### TEXTE FOURNI
'''

L’ambulatoire avant le stationnaire: première étape du rationnement

Tribüne
Édition
2017/08
DOI:
https://doi.org/10.4414/bms.2017.05392
Bull Med Suisses. 2017;98(08):258

Affiliations
Dr méd., Président de la fmCh – Organisation faîtière des médecins à activité chirurgicale et invasive

Publié le 22.02.2017

Le 13 janvier 2017, le conseiller d’Etat Guido Graf, directeur de la santé du canton de Lucerne, a publié une liste des opérations qui devront obligatoirement être assurées en ambulatoire à partir de l’été 2017.
Cette démarche a été largement saluée dans les médias, mais comme toujours en politique de la santé, au lieu de corriger les erreurs existantes on en commet 
de nouvelles.
Erreur n° 1: Conformément à la loi, les caisses-maladie assument 45% des coûts des traitements stationnaires et les cantons 55%. Les caisses-maladie paient 100% des prestations en ambulatoire.

'''

### Données de localisation spatiale
'''

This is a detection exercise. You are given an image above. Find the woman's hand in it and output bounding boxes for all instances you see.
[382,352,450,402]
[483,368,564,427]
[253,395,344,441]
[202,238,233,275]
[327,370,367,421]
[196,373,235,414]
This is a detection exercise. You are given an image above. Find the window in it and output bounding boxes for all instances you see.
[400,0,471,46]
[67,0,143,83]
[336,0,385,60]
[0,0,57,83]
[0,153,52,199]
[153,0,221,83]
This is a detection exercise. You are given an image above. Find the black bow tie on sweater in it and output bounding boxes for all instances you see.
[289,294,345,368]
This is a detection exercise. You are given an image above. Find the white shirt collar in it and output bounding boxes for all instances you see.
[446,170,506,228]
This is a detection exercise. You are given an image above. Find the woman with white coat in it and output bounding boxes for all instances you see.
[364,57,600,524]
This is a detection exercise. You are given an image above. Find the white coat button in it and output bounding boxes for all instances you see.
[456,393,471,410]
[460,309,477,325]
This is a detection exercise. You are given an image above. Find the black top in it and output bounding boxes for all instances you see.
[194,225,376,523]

'''

### EXERCICE
D'après le texte fourni, quelle part des coûts des traitements stationnaires les caisses-maladie assument-elles en vertu de la loi ?

### ZONE DE RÉPONSE
45 % des coûts.